» **Given exercise**: Duplicate the stretch from the line containing "above contains brown" through the line containing "0, 0, 236, 354", with both of those lines included.

» **Available data**:
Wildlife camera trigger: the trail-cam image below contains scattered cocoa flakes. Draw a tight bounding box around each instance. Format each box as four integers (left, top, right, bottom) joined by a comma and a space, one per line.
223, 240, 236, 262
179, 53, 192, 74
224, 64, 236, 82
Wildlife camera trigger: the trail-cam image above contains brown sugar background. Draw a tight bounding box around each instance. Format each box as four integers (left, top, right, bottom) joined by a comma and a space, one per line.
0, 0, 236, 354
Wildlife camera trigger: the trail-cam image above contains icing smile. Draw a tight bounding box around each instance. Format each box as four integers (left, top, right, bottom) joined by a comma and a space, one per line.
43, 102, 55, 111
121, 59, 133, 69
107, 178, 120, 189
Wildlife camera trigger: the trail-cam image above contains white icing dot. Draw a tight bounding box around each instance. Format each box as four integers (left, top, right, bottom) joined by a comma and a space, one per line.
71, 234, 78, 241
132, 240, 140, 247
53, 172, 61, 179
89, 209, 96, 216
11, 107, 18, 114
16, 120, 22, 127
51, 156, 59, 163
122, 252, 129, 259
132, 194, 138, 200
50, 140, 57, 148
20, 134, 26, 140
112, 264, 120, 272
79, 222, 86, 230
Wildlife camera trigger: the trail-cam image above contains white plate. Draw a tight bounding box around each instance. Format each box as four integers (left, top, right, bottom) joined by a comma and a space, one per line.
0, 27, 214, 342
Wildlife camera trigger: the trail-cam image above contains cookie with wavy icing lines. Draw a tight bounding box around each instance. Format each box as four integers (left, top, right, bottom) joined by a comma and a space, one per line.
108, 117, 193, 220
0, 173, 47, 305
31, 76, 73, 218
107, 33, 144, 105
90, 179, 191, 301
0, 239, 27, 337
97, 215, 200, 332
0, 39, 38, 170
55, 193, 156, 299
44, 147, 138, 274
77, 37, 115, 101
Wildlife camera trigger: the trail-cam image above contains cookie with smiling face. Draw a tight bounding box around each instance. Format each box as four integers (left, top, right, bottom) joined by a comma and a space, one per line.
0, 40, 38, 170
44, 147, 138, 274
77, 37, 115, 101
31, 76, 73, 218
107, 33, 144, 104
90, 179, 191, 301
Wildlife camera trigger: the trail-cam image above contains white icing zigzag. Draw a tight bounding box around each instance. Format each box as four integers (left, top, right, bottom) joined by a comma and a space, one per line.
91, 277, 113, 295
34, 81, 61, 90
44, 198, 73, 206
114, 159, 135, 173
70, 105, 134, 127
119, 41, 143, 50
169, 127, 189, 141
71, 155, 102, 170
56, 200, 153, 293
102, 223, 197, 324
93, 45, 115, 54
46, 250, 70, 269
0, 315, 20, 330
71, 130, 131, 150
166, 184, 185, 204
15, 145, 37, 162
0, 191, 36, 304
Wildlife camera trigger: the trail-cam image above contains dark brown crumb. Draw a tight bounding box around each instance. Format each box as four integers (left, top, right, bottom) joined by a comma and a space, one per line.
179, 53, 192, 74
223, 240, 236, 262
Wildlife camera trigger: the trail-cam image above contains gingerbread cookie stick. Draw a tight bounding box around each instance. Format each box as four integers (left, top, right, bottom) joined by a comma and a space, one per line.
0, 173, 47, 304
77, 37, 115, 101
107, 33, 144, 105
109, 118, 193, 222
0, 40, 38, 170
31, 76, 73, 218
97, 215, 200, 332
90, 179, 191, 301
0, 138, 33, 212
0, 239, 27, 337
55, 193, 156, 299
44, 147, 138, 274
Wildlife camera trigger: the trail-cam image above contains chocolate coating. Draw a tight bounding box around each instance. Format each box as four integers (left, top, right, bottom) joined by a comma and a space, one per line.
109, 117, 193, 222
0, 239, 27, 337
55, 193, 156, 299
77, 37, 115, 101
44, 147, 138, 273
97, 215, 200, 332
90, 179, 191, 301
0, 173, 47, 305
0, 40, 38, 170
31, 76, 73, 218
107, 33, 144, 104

» **The result**:
Wildlife camera trigger: the trail-cam image above contains brown sugar background. Draw a tight bounding box around each instance. Format each box as four integers (left, top, right, bottom) joined by a comma and a space, one per line.
0, 0, 236, 354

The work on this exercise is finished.